START DATA PROVIDED

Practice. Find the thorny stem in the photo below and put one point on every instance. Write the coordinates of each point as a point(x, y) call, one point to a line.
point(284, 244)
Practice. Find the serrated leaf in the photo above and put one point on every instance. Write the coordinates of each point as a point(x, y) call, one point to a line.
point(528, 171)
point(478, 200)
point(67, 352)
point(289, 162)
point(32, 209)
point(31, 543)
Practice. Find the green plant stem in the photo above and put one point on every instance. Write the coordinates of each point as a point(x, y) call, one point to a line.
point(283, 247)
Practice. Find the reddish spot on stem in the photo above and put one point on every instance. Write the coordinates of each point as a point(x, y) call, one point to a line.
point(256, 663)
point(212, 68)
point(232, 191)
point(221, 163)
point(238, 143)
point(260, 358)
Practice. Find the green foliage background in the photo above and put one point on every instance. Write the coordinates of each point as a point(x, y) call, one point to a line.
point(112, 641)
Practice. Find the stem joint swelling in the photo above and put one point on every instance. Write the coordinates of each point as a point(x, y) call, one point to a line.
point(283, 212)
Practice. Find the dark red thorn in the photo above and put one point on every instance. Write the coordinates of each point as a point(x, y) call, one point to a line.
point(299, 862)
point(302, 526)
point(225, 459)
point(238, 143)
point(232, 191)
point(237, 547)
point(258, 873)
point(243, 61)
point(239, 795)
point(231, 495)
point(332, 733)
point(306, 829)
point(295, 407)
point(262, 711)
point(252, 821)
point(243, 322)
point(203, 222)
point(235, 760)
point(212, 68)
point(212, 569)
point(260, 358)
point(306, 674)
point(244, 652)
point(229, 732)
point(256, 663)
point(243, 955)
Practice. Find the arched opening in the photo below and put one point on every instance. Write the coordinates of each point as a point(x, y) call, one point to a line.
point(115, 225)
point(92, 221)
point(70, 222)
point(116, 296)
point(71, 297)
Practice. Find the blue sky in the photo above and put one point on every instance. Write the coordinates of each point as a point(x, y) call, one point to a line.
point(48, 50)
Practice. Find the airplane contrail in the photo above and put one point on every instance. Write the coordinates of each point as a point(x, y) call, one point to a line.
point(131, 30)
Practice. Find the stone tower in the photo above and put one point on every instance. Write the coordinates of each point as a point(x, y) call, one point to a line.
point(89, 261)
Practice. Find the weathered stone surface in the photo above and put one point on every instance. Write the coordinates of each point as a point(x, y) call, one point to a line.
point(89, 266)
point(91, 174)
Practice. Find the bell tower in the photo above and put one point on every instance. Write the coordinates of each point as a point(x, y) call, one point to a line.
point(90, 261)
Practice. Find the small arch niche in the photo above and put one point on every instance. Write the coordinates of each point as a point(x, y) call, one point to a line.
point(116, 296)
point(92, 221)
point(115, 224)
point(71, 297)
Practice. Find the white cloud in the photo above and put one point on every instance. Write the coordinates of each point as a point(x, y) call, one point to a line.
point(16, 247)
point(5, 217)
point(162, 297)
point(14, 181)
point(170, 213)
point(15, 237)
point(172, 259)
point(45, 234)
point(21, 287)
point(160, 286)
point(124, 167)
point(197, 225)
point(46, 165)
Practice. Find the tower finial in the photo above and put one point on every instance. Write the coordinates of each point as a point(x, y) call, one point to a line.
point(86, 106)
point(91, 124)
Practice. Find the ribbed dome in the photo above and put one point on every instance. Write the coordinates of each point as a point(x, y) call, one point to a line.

END DATA PROVIDED

• [TO DO] Copy exactly, and only, the lines from the line that contains "Practice. Find the blue" through the end of the data above.

• [SOLUTION BELOW]
Practice. Find the blue sky in the photo above and put one point on every instance. Write the coordinates of each point as a point(x, y) call, one point to a line.
point(48, 50)
Practice. Find the airplane contrail in the photo above and put one point on every instance. Write the coordinates of each point as a point(x, y) call, one point to a line.
point(131, 30)
Practice. Find the stone tower in the photo above and put one point on every instance. Write the coordinates of each point as a point(x, y) call, one point to a line.
point(89, 261)
Practice. Find the weathered stone surface in the photo above and put one point on every instance. Write the coordinates of each point as a point(x, y) call, one point to a line.
point(89, 266)
point(91, 174)
Practice. Find the bell tower in the photo above and put one point on every instance. Write the coordinates of each point as a point(x, y) call, one point to a line.
point(90, 261)
Practice. Find the small arch niche in the photo above and put one point on every instance. Write the coordinates of each point as a point(x, y) call, one point to a line.
point(116, 296)
point(92, 221)
point(115, 224)
point(71, 297)
Practice. Find the white cloud in the photo above and put one point on every instance. Write the coordinates of each point as a point(x, y) call, one point to a line.
point(16, 247)
point(5, 217)
point(162, 297)
point(14, 181)
point(170, 213)
point(15, 237)
point(172, 259)
point(45, 234)
point(21, 287)
point(160, 286)
point(124, 167)
point(197, 225)
point(46, 165)
Practice. Find the tower finial in the photo above and put one point on every instance. Write the coordinates of each point as a point(x, y) call, one point to a line.
point(86, 106)
point(91, 124)
Practice. Find the ribbed dome in the photo above and put one point on every instance. Write the coordinates of each point as a point(x, y) call, one point to a line.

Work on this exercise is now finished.